Given problem
Reproduce the following records exactly from the line containing "Locate every instance of the silhouetted" onward, ending with the last line and including it.

*** Input rows ***

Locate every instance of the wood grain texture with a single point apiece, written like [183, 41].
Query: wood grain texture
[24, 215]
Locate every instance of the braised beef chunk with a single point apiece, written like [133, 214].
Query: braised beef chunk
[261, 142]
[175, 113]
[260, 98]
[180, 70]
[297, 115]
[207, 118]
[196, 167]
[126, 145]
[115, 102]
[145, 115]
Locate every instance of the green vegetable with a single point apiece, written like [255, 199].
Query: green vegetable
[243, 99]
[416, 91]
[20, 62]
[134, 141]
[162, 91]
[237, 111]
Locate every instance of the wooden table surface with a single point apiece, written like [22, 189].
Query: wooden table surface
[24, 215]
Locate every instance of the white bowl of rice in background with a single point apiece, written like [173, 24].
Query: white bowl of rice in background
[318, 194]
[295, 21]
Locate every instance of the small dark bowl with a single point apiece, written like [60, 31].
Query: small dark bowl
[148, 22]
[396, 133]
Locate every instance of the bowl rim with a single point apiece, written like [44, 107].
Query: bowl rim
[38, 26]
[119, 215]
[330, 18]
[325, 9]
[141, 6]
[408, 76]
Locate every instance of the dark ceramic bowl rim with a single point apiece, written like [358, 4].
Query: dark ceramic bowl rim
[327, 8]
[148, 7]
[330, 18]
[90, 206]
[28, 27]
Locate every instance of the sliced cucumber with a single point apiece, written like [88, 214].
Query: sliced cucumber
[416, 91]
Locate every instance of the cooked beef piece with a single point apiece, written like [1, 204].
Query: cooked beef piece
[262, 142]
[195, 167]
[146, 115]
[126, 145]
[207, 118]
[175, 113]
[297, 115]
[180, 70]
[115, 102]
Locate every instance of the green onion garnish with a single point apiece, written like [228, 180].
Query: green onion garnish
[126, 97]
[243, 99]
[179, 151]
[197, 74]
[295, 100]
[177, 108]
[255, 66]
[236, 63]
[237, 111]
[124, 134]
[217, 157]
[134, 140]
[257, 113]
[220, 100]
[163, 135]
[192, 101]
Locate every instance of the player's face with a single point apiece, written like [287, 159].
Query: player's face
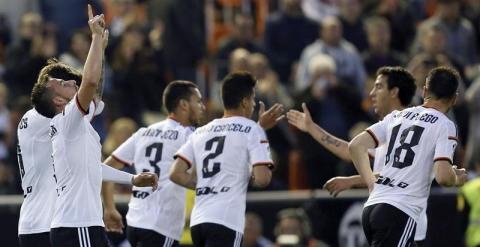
[380, 96]
[65, 90]
[197, 108]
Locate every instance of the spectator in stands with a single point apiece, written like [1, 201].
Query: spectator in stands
[468, 205]
[379, 53]
[472, 96]
[137, 75]
[352, 23]
[460, 39]
[401, 17]
[243, 36]
[294, 228]
[348, 62]
[281, 49]
[335, 107]
[124, 16]
[252, 235]
[68, 16]
[271, 91]
[78, 51]
[25, 59]
[185, 37]
[5, 124]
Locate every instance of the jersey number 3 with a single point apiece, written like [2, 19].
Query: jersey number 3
[404, 146]
[157, 146]
[220, 140]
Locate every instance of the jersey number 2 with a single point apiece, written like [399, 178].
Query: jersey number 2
[404, 145]
[220, 140]
[158, 147]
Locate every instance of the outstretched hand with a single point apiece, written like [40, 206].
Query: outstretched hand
[461, 176]
[302, 120]
[146, 179]
[337, 184]
[268, 119]
[113, 221]
[96, 23]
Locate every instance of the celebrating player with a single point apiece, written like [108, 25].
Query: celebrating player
[224, 155]
[420, 143]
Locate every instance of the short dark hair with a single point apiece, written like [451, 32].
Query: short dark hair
[41, 97]
[237, 86]
[176, 91]
[403, 80]
[442, 82]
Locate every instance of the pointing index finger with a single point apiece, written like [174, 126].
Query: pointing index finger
[90, 12]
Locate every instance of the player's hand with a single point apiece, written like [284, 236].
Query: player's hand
[268, 119]
[145, 179]
[113, 220]
[337, 184]
[302, 120]
[105, 39]
[96, 23]
[461, 176]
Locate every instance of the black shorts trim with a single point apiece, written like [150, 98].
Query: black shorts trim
[149, 238]
[34, 239]
[215, 235]
[91, 236]
[386, 225]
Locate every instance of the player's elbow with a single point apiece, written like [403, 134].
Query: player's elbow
[445, 181]
[262, 176]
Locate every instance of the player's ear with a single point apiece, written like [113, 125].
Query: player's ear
[183, 104]
[394, 92]
[59, 101]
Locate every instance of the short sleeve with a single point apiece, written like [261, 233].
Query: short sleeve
[379, 131]
[125, 153]
[259, 149]
[446, 143]
[186, 152]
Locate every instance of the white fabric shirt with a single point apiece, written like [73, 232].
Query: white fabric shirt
[416, 137]
[152, 150]
[77, 167]
[34, 153]
[224, 152]
[378, 164]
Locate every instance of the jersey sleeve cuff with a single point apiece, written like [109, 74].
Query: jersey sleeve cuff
[443, 158]
[269, 164]
[375, 139]
[189, 163]
[85, 112]
[121, 160]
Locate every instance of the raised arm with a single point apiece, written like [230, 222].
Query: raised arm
[93, 66]
[358, 149]
[303, 121]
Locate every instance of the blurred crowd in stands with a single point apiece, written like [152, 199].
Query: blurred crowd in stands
[321, 52]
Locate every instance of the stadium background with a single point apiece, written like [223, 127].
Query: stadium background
[155, 41]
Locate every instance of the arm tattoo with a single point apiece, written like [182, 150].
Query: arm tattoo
[330, 141]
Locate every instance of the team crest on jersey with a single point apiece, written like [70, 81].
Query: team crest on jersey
[53, 131]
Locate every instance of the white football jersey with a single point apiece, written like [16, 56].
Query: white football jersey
[378, 164]
[34, 153]
[152, 150]
[77, 167]
[416, 137]
[224, 152]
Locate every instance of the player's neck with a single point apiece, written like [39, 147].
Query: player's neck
[183, 121]
[233, 113]
[435, 104]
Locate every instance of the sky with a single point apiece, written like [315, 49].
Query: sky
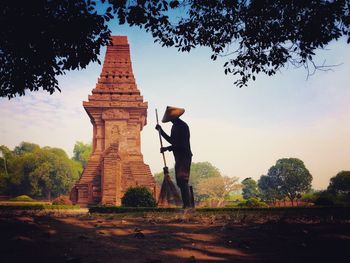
[241, 131]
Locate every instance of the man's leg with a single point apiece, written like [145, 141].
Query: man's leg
[185, 193]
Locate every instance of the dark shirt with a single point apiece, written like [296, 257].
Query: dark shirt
[180, 140]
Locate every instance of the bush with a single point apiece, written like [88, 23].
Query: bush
[22, 198]
[138, 197]
[253, 203]
[325, 200]
[62, 200]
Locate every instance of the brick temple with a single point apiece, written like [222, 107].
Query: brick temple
[118, 114]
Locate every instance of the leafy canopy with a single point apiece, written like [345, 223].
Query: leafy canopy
[40, 40]
[82, 152]
[35, 171]
[290, 178]
[249, 188]
[340, 183]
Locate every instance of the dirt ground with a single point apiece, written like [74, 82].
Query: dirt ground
[88, 239]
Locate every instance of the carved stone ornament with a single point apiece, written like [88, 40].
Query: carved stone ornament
[115, 114]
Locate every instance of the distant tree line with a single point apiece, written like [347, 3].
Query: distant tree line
[208, 183]
[289, 179]
[36, 171]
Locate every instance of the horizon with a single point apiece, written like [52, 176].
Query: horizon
[243, 132]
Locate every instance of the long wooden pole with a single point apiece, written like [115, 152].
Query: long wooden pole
[160, 139]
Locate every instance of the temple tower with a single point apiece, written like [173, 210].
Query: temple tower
[118, 114]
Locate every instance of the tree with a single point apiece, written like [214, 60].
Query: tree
[26, 147]
[35, 171]
[268, 189]
[82, 152]
[249, 188]
[199, 172]
[257, 36]
[217, 188]
[340, 184]
[290, 178]
[40, 40]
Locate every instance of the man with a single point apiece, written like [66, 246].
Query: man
[180, 146]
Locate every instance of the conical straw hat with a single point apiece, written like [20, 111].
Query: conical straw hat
[171, 113]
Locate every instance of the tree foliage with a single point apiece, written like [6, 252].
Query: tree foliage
[217, 188]
[249, 188]
[82, 152]
[257, 36]
[340, 183]
[35, 171]
[138, 197]
[289, 177]
[268, 190]
[199, 172]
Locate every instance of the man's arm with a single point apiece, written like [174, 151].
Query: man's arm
[164, 135]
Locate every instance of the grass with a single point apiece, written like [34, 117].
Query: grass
[8, 205]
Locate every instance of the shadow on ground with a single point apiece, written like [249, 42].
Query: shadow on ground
[97, 239]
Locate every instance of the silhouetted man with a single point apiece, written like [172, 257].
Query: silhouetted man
[180, 146]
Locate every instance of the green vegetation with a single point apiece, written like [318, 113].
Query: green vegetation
[34, 206]
[250, 188]
[39, 172]
[138, 197]
[340, 184]
[22, 198]
[82, 152]
[62, 200]
[207, 182]
[253, 203]
[288, 178]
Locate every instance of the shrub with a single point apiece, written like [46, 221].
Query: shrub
[22, 198]
[138, 197]
[62, 200]
[324, 200]
[253, 203]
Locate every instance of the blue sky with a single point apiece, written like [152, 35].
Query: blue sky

***

Output for this exercise
Locate every instance of the silhouetted man with a single point apiece, written like [172, 257].
Query: silhouetted man
[180, 146]
Locate every instance of the green vegetation with a single point apiece, written like [318, 113].
Query: green vegetation
[34, 206]
[250, 188]
[39, 172]
[138, 197]
[340, 184]
[22, 198]
[82, 152]
[62, 200]
[207, 182]
[253, 203]
[288, 178]
Locate every instance of the shrub with a single point apiece, written like [46, 221].
Query: shrub
[22, 198]
[138, 197]
[62, 200]
[324, 200]
[253, 203]
Locate every instance of the blue sky with a single point apiece, written like [152, 35].
Query: blue sky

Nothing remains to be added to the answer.